**** Extracted text ****

I'm going to get a little orange tabby Maine ****... his name shall be Mr. Pumpkin... and he shall be fluffy and sweet and fat... yes... yes my plump little Pumpkiny goodness... how I'll love you! *squeezy* *pet* *pet* *realizes she's been holding her bookbag* Uh? Darn those kitty fantasies! I'll just have to play with my little fluffy sweetums Halifax until I get him a couple friends.

You should name him/her Pumpkin... it's such a cute name! But in the end it's up to you. *goes back to day dreaming*


----------



## ForJazz (Dec 30, 2003)

Gabreilla Moushigo said:


> I'm going to get a *little* orange tabby Maine ****...


Haha -- that's an oximoron isn't it?? 

Anyway -- when I name cats, I try to imagine them having a say in it. If I pick a name and I can see them with an unamused look on their face saying "yes...my mom named me Fluffy...wanna make something of it?"....chances are I have picked a silly name. Think about your kitty having to tell his friends that his name is Floofypants. Think about it...would YOU want to be named Floofypants? Not likely. You'd be the kid at school getting wedgies and flushies from upperclassmen every day. Give your kitty a name that doesn't make it sound like a little pink stuffed animal with glitter all over it's head. 

I was watching the animal channel today and I saw a woman who named two bear cubs after presidents -- like taking their middle name or last name. I thought that was pretty cool, provided she didn't name them Kerry or Bush! (...sorry 'bout that...)


----------



## brite (Feb 27, 2004)

if i ever got an orange cat, i'd name him/her Cheddar!


----------



## MA (Mar 30, 2004)

My aunt has a orange tabby and she calls him 'Roughy' for Orange Roughy.


----------



## Britta (Aug 23, 2004)

Hi there, 
my two favorite so far are "Raja" and "Cheddar". Ho about "Irish", because the cat's a redhead?
Good luck with the naming, I'm in the same boat. We are getting our kitten in about two weeks and still need to decided!
Britta


----------



## Ianthe (Jun 7, 2004)

**** Data records ****

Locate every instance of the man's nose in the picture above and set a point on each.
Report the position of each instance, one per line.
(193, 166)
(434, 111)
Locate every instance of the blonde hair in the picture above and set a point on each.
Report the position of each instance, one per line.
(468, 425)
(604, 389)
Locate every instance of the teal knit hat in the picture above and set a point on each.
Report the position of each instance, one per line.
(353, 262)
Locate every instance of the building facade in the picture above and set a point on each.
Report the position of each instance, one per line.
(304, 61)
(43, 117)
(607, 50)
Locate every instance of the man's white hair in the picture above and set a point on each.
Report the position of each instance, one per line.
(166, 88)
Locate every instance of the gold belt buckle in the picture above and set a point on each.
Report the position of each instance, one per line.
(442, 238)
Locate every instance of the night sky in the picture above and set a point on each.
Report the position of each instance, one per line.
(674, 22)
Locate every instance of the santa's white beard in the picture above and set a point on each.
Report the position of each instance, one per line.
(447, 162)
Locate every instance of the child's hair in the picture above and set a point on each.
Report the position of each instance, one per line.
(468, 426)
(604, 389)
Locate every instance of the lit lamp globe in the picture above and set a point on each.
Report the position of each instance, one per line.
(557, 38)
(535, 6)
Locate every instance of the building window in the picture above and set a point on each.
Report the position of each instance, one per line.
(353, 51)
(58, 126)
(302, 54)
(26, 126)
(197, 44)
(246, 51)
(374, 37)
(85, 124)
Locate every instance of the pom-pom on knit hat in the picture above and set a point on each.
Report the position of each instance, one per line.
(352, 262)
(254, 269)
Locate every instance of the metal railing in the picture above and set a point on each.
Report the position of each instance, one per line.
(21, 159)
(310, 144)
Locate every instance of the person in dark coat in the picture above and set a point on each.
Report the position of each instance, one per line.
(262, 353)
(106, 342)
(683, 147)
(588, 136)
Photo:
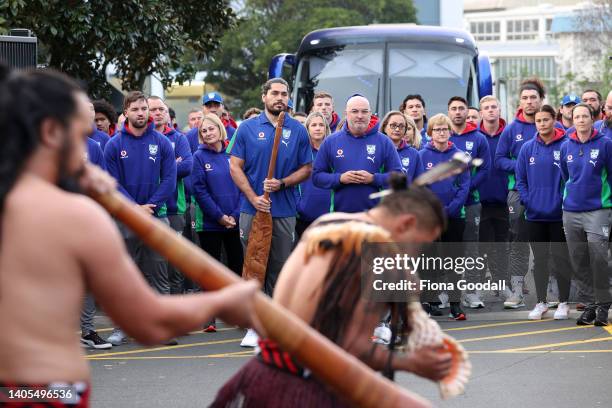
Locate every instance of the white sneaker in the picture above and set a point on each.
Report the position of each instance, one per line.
(562, 312)
(382, 334)
(538, 311)
(250, 339)
(444, 304)
(117, 337)
(473, 301)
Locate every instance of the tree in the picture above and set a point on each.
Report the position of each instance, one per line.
(270, 27)
(138, 37)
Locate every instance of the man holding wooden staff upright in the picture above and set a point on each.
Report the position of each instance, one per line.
(251, 151)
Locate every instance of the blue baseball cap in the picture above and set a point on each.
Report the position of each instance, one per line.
(212, 97)
(571, 98)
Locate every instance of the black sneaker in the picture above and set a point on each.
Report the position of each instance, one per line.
(587, 316)
(601, 315)
(456, 312)
(93, 340)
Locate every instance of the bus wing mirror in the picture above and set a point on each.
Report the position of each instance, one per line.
(485, 77)
(275, 69)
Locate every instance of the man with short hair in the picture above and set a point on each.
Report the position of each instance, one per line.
(520, 130)
(414, 107)
(565, 112)
(355, 161)
(143, 163)
(46, 261)
(194, 118)
(466, 136)
(177, 204)
(594, 99)
(323, 102)
(250, 151)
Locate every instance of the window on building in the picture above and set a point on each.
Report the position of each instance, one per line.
(522, 29)
(485, 30)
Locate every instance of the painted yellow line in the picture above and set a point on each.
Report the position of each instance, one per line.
(551, 345)
(164, 348)
(505, 336)
(238, 354)
(483, 326)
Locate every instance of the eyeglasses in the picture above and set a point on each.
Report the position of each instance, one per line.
(397, 126)
(440, 130)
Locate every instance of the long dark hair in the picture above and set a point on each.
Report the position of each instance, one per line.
(26, 100)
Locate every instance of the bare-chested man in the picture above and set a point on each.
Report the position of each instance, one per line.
(326, 292)
(56, 245)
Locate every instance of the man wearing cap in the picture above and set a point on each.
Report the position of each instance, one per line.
(565, 112)
(356, 160)
(250, 151)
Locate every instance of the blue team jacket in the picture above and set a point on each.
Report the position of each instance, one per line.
(539, 180)
(145, 167)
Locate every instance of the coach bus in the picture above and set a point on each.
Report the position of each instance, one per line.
(385, 63)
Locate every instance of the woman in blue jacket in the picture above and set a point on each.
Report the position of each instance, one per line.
(312, 201)
(540, 185)
(402, 133)
(453, 193)
(586, 163)
(217, 197)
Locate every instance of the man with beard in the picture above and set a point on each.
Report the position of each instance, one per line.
(142, 161)
(51, 254)
(250, 150)
(323, 103)
(355, 161)
(519, 131)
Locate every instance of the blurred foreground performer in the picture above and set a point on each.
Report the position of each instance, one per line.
(52, 254)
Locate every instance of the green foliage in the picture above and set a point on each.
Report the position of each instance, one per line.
(270, 27)
(138, 37)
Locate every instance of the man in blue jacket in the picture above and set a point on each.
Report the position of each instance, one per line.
(177, 204)
(250, 151)
(519, 131)
(143, 163)
(356, 160)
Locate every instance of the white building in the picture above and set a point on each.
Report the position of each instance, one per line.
(530, 37)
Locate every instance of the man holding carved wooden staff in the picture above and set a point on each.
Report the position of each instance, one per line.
(251, 151)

****

→ Given problem
Retype the passage of the cat-naming thread above, starting with "You should name" and going on through "(Dec 30, 2003)".

→ Correct result
You should name him/her Pumpkin... it's such a cute name! But in the end it's up to you. *goes back to day dreaming*


----------



## ForJazz (Dec 30, 2003)